What you need to do: Keep writing the blog post about Michael Pollan's Food Rules, starting right after its last line.

I am a product of my culture

I love when I read something that just, on a dime, gives me a whole new perspective on life.  As you know, I have just finished reading Michael Pollan’s Food Rules (which I highly recommend).

Rule #66 just rocked my world.

“Don’t be a short ordered cook.”

In other words, he explains that “eating whatever is being served is generally a good policy” for both kids and adults alike.  And then, this sentence changed my life. . .

“The food industry promotes hyper-individualism in eating-giving people exactly what they want when they want it-because doing so helps them to sell more food.”

Huh.

Dataset extract:
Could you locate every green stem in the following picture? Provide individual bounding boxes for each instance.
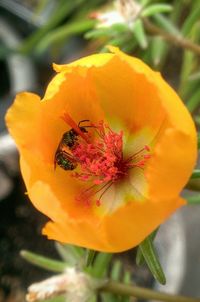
[100,281,200,302]
[143,18,200,55]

Solved exercise:
How many times have I obsessed over this “right” of my children to have what they want?  Reading this sentence was like a breath of fresh air.  Yes!  Yes!  I am not a short order cook!  And ALL of us could benefit from this rule.  How many times have E and I run out after putting the kids to bed for a little treat, when we have a fridge FULL of food!  Realizing that I have been trained to believe that I should eat what I want right when I want to (or what?  The world will end?) is true light-bulb moment.  Immediate relief.  Yes, I will be OKAY if I don’t eat EXACTLY what I want when I want to.  Frankly, at most times, our kitchen overfloweth!  It just might not be what I’m in the mood for!

And while, I do believe it is worth trying to find things that everybody likes, thinking that at each meal, every one in the family would eat exactly what they want is just crazy.  Helping ourselves and our children to be satisfied with what is served (and gee, how about grateful even?) seems like a worthy goal to strive for.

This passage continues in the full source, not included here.